**Zadania do wykonania**
A - Odpowiedz na poniższe pytania na podstawie tekstu o ośrodku rehabilitacji dzikich zwierząt.
(i) Do ilu mniej więcej wypadków z udziałem dzikich zwierząt dochodzi rocznie na ulicach Krakowa?
(ii) W którym roku sprawa utworzenia ośrodka nabrała tempa?
(iii) Jaki teren urzędnicy wybrali jako optymalną lokalizację ośrodka?
B - Powtórz bez żadnych zmian fragment tekstu o ośrodku rehabilitacji dzikich zwierząt, zaczynając od słów „Dzik fot. Archiwum” i kończąc na słowach „spotkało niemiłe zaskoczenie.”.

**Udostępniony fragment**

--------

Rehabilitacja w Mordorze?

Dzik fot. Archiwum

Rocznie na ulicach Krakowa dochodzi do około 900 wypadków, w których giną dzikie zwierzęta. Te mniejsze leczone są w zaprzyjaźnionych gabinetach weterynaryjnych w Krakowie, większe trafiają do ośrodków m.in. na Śląsku. Gdy pojawiła się szansa na utworzenie profesjonalnego ośrodka rehabilitacji, autorów pomysłu spotkało niemiłe zaskoczenie.

Sprawa utworzenia ośrodka rehabilitacji dzikich zwierząt nabrała tempa dopiero w 2017 roku. Wówczas przedstawiciele fundacji Dzika Klinika rozpoczęli poszukiwania odpowiadającego potrzebom ośrodka terenu. Po konsultacjach z Zarządem Zieleni Miejskiej, udało się wytypować dwie lokalizacje – w Lasach Tynieckich i w rejonie pomiędzy Bonarką a Kopcem Krakusa. Dopisali też radni krakowscy, którzy w lutym tego roku przyjęli uchwałę kierunkową, zobowiązującą prezydenta do podjęcia działań zmierzających do jego utworzenia.

Sceneria jak w Mordorze

Gdy wydawało się, że sprawy toczą się po myśli pomysłodawców i istnieje realna szansa na powstanie ośrodka, gruchnęła wiadomość, że urzędnicy za optymalną lokalizację wybrali teren ultraprzemysłowego Pleszowa. – Wspólnie szukaliśmy najdogodniejszego miejsca. Niestety, powstanie ośrodka w lokalizacjach wskazanych przez Fundację i Zarząd Zieleni Miejskiej nie wchodzi w grę ze względu na przeszkody prawne. Te tereny objęte są miejscowymi planami, które wykluczają możliwość zabudowy – tłumaczy Ewa Olszowska-Dej, dyrektor Wydziału Kształtowania Środowiska Urzędu Miasta. Jej zdaniem działka w Pleszowie odpowiada wymogom dla takich miejsc. Zgodnie z prawem muszą one bowiem powstawać na terenach rzadziej zaludnionych.

--------

**Rekordy zbioru danych**
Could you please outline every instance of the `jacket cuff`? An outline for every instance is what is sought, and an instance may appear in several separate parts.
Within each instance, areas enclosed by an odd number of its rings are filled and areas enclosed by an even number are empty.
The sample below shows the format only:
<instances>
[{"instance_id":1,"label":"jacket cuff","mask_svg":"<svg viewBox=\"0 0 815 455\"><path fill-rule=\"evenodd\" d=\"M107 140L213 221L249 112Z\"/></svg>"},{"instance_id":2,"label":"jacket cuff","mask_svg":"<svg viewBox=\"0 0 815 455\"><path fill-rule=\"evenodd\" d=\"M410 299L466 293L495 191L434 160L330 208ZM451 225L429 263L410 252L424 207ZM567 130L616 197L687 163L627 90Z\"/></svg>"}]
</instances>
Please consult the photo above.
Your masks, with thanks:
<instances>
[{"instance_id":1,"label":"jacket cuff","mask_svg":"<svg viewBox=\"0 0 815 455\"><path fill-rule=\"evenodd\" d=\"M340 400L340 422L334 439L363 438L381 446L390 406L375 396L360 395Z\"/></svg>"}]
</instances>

--------

**Twoje odpowiedzi**
A -
(i) Do około 900 wypadków.
(ii) W 2017 roku.
(iii) Teren ultraprzemysłowego Pleszowa.

B -
Dzik fot. Archiwum

Rocznie na ulicach Krakowa dochodzi do około 900 wypadków, w których giną dzikie zwierzęta. Te mniejsze leczone są w zaprzyjaźnionych gabinetach weterynaryjnych w Krakowie, większe trafiają do ośrodków m.in. na Śląsku. Gdy pojawiła się szansa na utworzenie profesjonalnego ośrodka rehabilitacji, autorów pomysłu spotkało niemiłe zaskoczenie.